- Task requirements
(a) In the reply about a changed PTSD diagnosis, what does it say PTSD is made up of, in many ways?
(b) From the reply about a changed PTSD diagnosis, extract the passage that begins with the words "Feeling like you" and ends with the words "way to feel.".

- Source text

○ ○ ○

@Nuance - it seems like you might be mixing together a number of different concerns.
As far as your diagnosis no longer being PTSD - that would mean that the symptoms caused by your PTSD have decreased to a level where you may have occasional difficulty, but it's not a pervasive problem. That's nothing but good.
Whether the diagnosis is tied to your disability benefits/status...that's a different thing altogether, and you'd want to look into that.
Feeling like you are losing your identity by having recovered from diagnosable PTSD...that's a great thing to tackle in therapy. Many people who have had a long-term or chronic illness go through a period where they struggle to understand who they are, now that they are no longer "sick" in the same way they were before. In other words, this is a very understandable way to feel.
I think it would be better to address and work through the feelings that have come up for you (invalidation, fraud, etc), rather than try and argue that you should be diagnosed with PTSD, specifically, again.
Or, you could look at it this way - PTSD is (in many ways) made up of a laundry list of other diagnoses.
Depression
General Anxiety Disorder
Dissociative Disorder (not specified)
Sleep disturbance/Insomnia
Intermittent Explosive Disorder
.....and on and on, depending on how detailed one would want to get.
When one puts all those together in a specific way, plus a specific incident the symptoms can be traced to, it's diagnosed as PTSD.
When you stop having serious life-interference problems with one or more of the symptom groupings...then,
from a clinical perspective. it no longer meets the criteria for PTSD. But it doesn't mean you weren't diagnosed with it previously, and it doesn't mean those things never happened.

○ ○ ○

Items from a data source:
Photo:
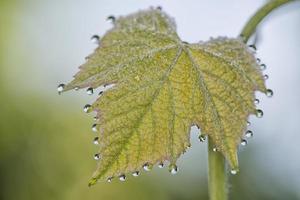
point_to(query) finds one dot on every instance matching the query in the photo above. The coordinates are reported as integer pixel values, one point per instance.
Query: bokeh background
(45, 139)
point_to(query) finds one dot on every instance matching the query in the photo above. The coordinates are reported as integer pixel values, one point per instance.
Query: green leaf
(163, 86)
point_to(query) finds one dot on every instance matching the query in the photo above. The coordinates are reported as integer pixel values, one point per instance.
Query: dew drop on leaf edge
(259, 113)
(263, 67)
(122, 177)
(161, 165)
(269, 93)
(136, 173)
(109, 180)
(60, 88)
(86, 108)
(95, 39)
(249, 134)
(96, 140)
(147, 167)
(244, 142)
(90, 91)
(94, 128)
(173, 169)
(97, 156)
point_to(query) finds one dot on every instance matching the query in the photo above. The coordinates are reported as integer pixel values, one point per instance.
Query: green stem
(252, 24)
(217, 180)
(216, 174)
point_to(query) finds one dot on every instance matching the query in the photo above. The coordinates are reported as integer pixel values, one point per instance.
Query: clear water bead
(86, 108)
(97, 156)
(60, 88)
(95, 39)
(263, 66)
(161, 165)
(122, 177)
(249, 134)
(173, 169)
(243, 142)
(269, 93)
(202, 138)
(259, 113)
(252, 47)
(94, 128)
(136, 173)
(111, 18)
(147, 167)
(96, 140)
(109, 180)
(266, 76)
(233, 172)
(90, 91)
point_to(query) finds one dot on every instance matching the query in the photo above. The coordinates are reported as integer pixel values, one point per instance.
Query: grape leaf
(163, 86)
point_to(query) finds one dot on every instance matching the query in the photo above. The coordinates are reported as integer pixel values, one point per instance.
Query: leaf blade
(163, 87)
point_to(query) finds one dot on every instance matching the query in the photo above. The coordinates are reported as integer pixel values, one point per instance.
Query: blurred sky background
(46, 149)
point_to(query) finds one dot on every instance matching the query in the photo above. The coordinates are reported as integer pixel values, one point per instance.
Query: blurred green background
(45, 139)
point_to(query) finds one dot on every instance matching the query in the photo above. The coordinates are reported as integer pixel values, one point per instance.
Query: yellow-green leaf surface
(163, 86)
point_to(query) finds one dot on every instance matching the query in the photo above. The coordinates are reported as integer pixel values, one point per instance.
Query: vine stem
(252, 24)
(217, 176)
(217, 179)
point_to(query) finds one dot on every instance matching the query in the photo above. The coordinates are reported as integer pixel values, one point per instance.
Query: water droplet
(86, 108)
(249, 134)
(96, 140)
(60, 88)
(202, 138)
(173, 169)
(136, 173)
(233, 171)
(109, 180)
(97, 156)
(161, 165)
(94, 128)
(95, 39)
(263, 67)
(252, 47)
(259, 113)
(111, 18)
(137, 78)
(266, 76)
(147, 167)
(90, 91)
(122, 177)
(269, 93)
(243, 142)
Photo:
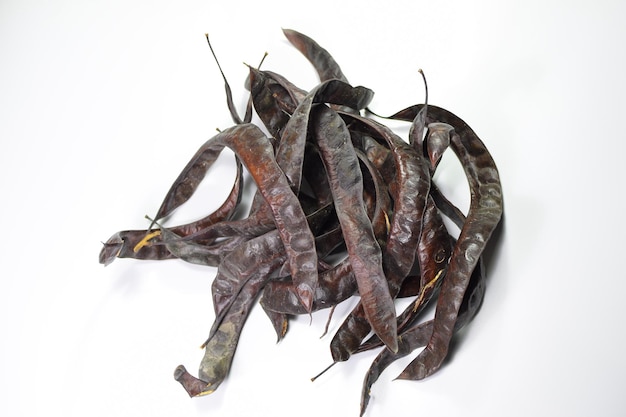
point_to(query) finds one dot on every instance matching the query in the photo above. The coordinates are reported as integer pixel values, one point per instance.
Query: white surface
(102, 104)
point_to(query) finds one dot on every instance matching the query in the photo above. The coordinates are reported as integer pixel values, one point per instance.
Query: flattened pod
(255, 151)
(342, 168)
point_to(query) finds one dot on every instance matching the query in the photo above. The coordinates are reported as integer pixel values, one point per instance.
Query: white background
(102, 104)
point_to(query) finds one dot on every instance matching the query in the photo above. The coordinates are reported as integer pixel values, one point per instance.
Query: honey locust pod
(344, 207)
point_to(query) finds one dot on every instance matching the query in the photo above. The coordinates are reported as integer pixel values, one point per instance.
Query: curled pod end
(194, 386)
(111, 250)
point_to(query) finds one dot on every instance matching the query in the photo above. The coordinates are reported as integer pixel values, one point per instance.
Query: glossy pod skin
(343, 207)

○ ○ ○

- Solutions to the problems
(a) A laundry list of other diagnoses.

(b)
Feeling like you are losing your identity by having recovered from diagnosable PTSD...that's a great thing to tackle in therapy. Many people who have had a long-term or chronic illness go through a period where they struggle to understand who they are, now that they are no longer "sick" in the same way they were before. In other words, this is a very understandable way to feel.